WHAT THE TASK REQUIRES
Express the stretch of items below that starts at the line containing "Find bicycle shadow." and ends at the line containing "[191,202,222,269]" as a JSON list of strings, one string per line, with blank lines left out.

WORKING DATA

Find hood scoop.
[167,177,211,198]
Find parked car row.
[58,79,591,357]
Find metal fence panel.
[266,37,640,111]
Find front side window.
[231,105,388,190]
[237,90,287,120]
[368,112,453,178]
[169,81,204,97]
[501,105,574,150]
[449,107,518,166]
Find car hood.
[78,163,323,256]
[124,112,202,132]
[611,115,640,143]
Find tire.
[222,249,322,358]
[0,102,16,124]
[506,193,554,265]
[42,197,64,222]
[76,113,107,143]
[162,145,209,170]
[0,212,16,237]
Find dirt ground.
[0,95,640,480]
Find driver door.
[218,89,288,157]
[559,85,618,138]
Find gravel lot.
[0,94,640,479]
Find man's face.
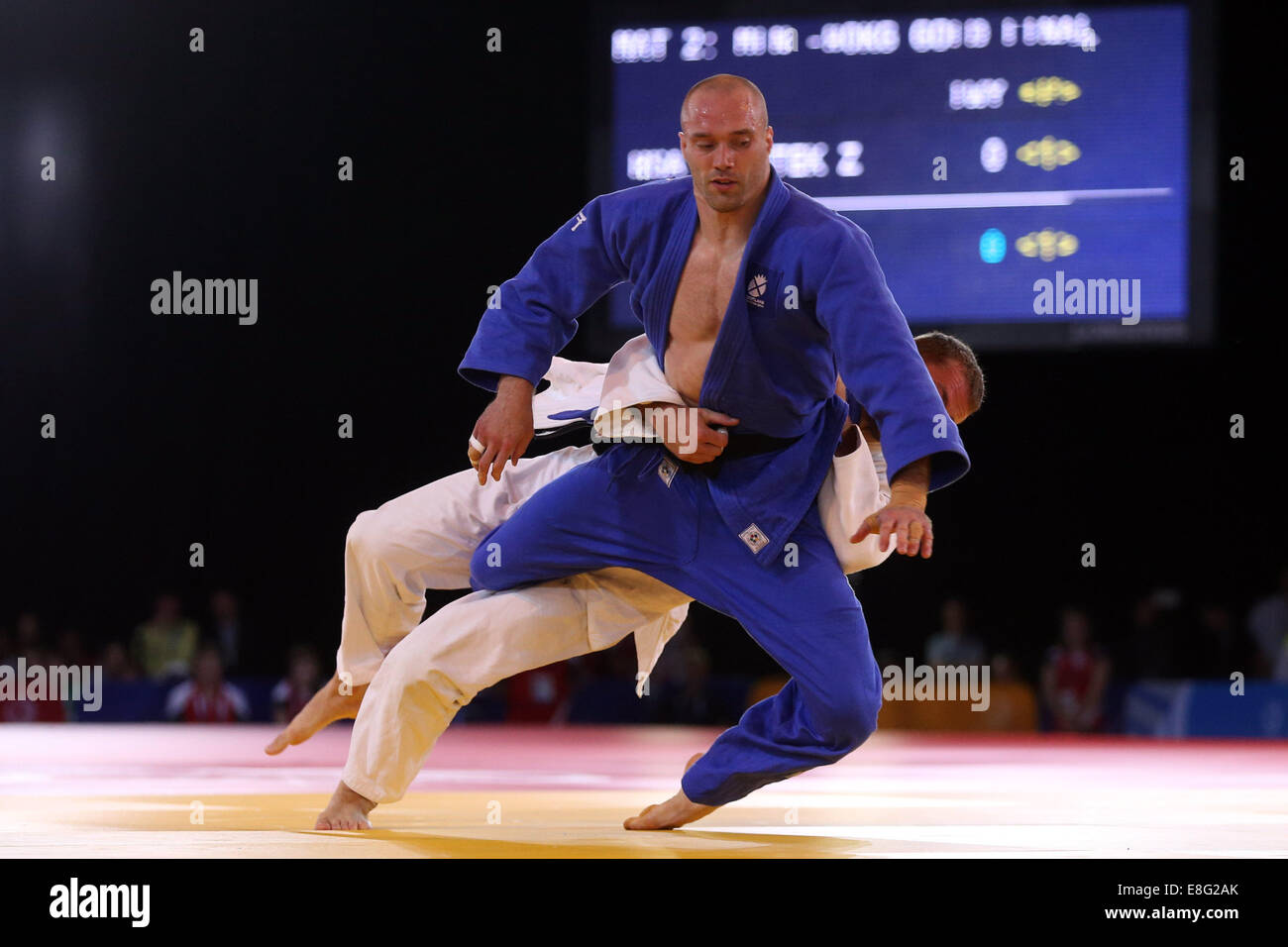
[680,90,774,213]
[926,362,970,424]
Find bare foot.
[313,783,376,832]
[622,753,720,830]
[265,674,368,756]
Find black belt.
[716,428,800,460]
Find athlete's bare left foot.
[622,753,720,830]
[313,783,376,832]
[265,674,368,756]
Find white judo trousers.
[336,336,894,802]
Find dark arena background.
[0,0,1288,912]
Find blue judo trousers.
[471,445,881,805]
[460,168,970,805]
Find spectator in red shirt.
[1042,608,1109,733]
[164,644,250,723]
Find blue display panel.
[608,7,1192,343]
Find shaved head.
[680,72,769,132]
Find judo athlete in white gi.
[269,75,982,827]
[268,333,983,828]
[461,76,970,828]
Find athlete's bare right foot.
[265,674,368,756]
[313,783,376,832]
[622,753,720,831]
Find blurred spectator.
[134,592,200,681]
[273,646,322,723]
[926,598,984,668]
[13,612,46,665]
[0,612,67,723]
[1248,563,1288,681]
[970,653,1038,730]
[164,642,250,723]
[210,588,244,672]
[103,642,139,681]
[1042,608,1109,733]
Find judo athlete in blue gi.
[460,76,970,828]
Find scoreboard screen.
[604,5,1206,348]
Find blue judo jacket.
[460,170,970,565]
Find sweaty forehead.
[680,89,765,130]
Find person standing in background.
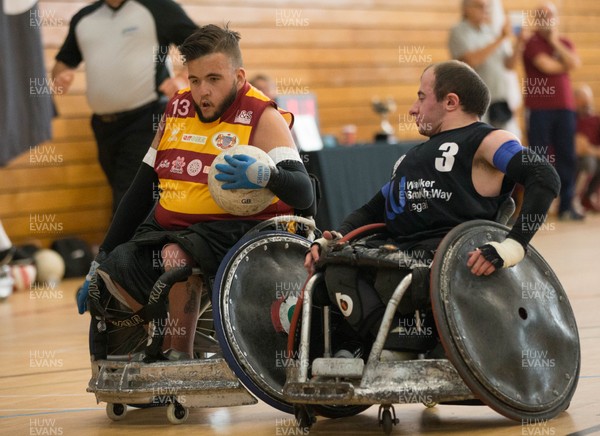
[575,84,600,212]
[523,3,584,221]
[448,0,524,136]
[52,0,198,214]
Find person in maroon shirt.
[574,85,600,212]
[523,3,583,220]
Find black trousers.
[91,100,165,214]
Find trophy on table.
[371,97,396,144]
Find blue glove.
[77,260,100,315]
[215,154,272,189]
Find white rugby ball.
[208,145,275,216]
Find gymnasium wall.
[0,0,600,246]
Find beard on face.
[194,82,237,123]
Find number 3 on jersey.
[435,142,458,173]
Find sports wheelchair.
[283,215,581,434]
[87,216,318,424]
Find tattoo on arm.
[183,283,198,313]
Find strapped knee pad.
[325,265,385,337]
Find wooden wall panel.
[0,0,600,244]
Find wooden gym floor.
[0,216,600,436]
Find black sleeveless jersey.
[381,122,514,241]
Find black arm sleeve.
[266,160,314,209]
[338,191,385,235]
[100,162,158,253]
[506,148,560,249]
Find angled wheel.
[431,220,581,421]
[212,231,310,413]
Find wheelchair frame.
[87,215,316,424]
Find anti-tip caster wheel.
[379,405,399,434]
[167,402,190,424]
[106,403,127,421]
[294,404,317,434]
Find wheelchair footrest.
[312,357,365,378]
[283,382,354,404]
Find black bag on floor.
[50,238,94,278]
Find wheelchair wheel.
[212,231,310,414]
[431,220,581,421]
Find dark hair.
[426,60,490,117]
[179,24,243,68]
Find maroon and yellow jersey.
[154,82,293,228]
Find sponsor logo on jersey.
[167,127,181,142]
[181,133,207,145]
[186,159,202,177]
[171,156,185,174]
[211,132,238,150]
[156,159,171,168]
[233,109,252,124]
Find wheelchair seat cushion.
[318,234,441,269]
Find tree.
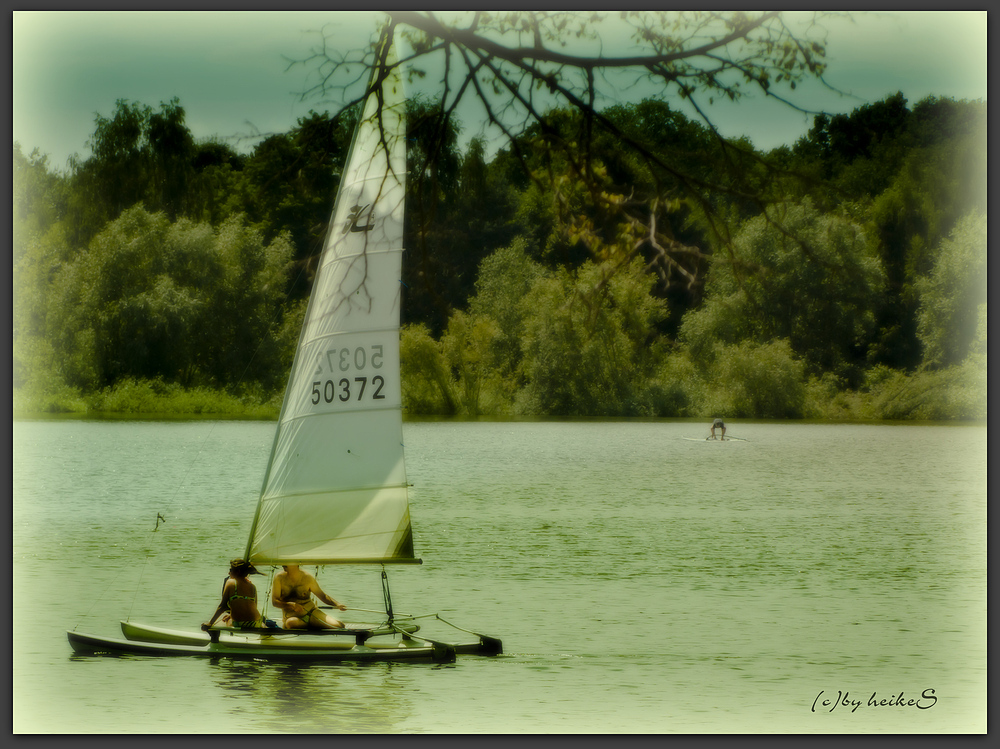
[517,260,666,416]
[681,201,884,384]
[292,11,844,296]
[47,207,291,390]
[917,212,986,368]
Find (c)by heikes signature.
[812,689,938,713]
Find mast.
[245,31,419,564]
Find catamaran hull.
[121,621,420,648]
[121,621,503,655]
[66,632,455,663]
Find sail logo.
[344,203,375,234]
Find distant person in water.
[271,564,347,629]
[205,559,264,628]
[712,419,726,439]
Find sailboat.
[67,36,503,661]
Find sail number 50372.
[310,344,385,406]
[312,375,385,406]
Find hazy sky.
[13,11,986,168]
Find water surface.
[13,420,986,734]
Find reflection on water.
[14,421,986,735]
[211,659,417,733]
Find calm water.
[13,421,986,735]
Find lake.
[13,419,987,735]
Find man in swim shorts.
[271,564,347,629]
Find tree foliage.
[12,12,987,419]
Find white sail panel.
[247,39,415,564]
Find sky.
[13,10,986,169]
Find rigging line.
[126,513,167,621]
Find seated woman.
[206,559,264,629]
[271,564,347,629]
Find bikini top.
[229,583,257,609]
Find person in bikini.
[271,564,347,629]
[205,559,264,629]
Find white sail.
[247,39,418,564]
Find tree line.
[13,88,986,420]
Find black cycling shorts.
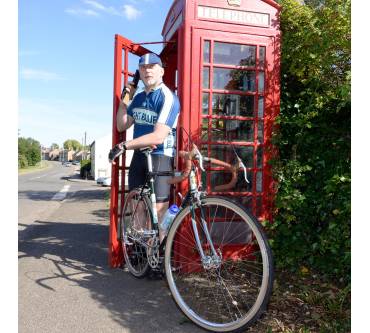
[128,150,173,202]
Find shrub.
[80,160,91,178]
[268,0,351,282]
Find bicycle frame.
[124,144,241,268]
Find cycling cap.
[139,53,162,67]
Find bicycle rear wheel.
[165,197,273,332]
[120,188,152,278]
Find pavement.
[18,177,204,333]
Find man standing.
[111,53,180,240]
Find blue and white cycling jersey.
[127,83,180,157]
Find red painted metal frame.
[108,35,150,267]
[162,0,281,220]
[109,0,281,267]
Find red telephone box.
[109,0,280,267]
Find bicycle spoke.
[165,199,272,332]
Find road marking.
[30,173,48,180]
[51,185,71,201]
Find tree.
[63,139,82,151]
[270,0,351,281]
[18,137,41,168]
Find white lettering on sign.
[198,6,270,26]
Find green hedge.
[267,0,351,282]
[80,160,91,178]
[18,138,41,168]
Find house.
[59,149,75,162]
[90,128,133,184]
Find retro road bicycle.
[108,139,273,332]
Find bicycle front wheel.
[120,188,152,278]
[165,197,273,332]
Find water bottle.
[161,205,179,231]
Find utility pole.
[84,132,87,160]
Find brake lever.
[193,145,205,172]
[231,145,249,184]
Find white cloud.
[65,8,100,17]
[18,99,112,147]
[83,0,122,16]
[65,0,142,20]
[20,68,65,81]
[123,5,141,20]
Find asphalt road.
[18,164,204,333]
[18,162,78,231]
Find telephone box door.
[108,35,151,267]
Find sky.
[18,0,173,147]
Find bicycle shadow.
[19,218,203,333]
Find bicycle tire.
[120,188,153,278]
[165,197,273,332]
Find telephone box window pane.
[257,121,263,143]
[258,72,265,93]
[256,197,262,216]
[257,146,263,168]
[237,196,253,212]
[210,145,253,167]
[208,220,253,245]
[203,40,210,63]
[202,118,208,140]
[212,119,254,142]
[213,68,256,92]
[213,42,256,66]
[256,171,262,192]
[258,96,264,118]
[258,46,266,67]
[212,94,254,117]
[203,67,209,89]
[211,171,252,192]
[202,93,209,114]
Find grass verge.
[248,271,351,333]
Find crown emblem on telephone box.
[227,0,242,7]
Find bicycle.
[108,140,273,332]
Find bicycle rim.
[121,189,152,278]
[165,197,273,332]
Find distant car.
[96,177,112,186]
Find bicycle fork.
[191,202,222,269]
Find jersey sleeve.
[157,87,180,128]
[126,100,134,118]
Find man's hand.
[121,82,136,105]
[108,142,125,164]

RIGHT ANSWER
[
  "Find bicycle shadow.",
  "[19,218,203,333]",
  "Find bicycle tire.",
  "[120,188,153,278]",
  "[165,197,273,332]",
  "Find telephone box window pane.",
  "[257,121,263,143]",
  "[258,72,265,93]",
  "[256,197,262,216]",
  "[257,146,263,168]",
  "[237,196,253,212]",
  "[210,145,253,167]",
  "[208,220,253,245]",
  "[203,40,210,63]",
  "[202,118,208,140]",
  "[212,119,254,142]",
  "[213,68,256,92]",
  "[213,42,256,66]",
  "[256,171,262,192]",
  "[258,96,264,118]",
  "[258,46,266,67]",
  "[212,94,254,117]",
  "[203,67,209,89]",
  "[211,171,252,192]",
  "[202,93,209,114]",
  "Find grass verge.",
  "[248,271,351,333]",
  "Find crown emblem on telephone box.",
  "[227,0,242,7]",
  "Find bicycle.",
  "[108,140,273,332]",
  "Find bicycle rim.",
  "[121,189,152,278]",
  "[165,197,273,332]",
  "Find distant car.",
  "[96,177,112,186]",
  "Find bicycle fork.",
  "[191,202,222,269]"
]